*** DATASET RECORDS ***

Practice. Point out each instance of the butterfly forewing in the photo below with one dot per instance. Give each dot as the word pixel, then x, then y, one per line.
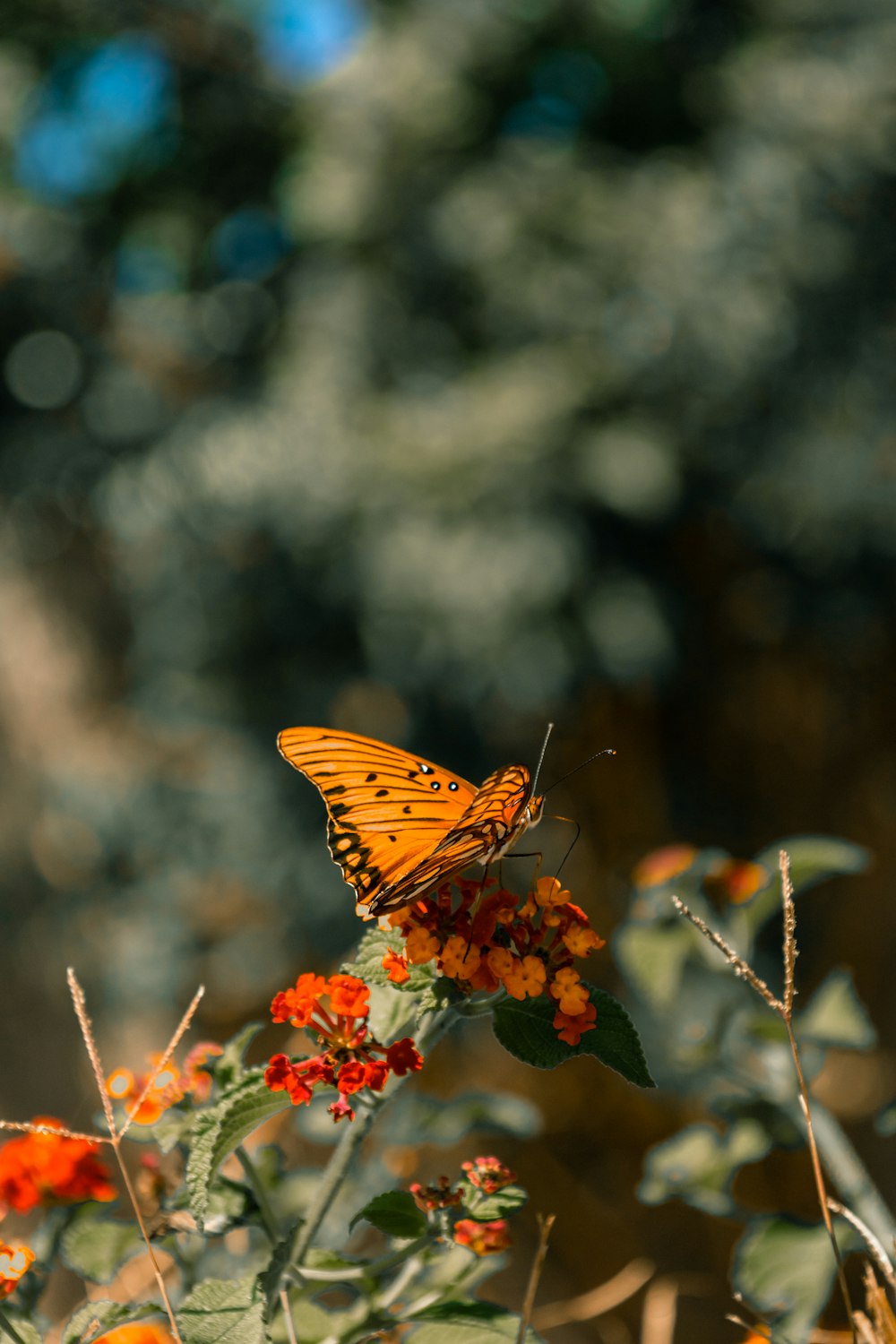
pixel 387 809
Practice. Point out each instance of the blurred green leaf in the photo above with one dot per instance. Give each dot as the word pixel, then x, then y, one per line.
pixel 220 1128
pixel 223 1312
pixel 836 1016
pixel 394 1214
pixel 812 860
pixel 700 1163
pixel 479 1322
pixel 653 956
pixel 99 1316
pixel 228 1067
pixel 501 1204
pixel 785 1271
pixel 527 1031
pixel 96 1246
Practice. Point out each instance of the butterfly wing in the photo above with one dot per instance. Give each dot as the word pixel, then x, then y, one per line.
pixel 387 809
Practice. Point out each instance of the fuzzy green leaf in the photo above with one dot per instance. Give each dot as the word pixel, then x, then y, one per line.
pixel 96 1246
pixel 223 1311
pixel 394 1214
pixel 222 1128
pixel 469 1322
pixel 700 1163
pixel 525 1030
pixel 785 1271
pixel 836 1016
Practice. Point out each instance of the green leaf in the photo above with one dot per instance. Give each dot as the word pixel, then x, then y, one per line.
pixel 700 1163
pixel 653 956
pixel 26 1332
pixel 368 962
pixel 786 1269
pixel 812 860
pixel 96 1246
pixel 477 1322
pixel 836 1016
pixel 93 1320
pixel 228 1067
pixel 220 1128
pixel 223 1311
pixel 501 1204
pixel 394 1214
pixel 525 1030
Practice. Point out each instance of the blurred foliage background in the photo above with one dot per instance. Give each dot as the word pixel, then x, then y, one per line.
pixel 433 370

*** End of DATASET RECORDS ***

- _WHAT THIS TASK INVOLVES_
Leave the pictures aside and give the records above back word for word.

- _SOLUTION_
Practice. Point out each instance of the butterfly forewing in the photo below with one dot per instance. Give each dot as the word pixel, then x, then y, one per line.
pixel 387 809
Practice. Point out each instance of the blurred green leaf in the photo above with one dot per instance. Give each dot as the word pixel, then x, then y, one per line.
pixel 220 1128
pixel 223 1312
pixel 836 1016
pixel 394 1214
pixel 812 860
pixel 700 1163
pixel 479 1322
pixel 653 956
pixel 99 1316
pixel 228 1067
pixel 501 1204
pixel 785 1271
pixel 527 1031
pixel 96 1246
Practice. Point out each instance of the butterfly wing in the photo above with one dot per instance. Give each dot as the word pixel, then x, then y, one per line.
pixel 387 809
Practice. Point out each instance of the fuzzy green leaf in the photo above with one dot per instance. Give each dot as the word pixel, then x, then y, one per line.
pixel 96 1246
pixel 223 1311
pixel 394 1214
pixel 222 1128
pixel 469 1322
pixel 700 1163
pixel 525 1030
pixel 785 1271
pixel 836 1016
Practice. Point out each instance of the green leaf in the photo above with one dot per instance. Give each dot as the word pixel, then x, then y, one per line.
pixel 700 1163
pixel 653 956
pixel 26 1332
pixel 368 962
pixel 786 1269
pixel 812 860
pixel 96 1246
pixel 477 1322
pixel 836 1016
pixel 93 1320
pixel 228 1067
pixel 220 1128
pixel 223 1311
pixel 501 1204
pixel 394 1214
pixel 525 1030
Practice. Point out each instance of the blurred foliage background in the photo above with one dot per instance. Give each dot as the word pixel, then x, then y, one per line.
pixel 433 370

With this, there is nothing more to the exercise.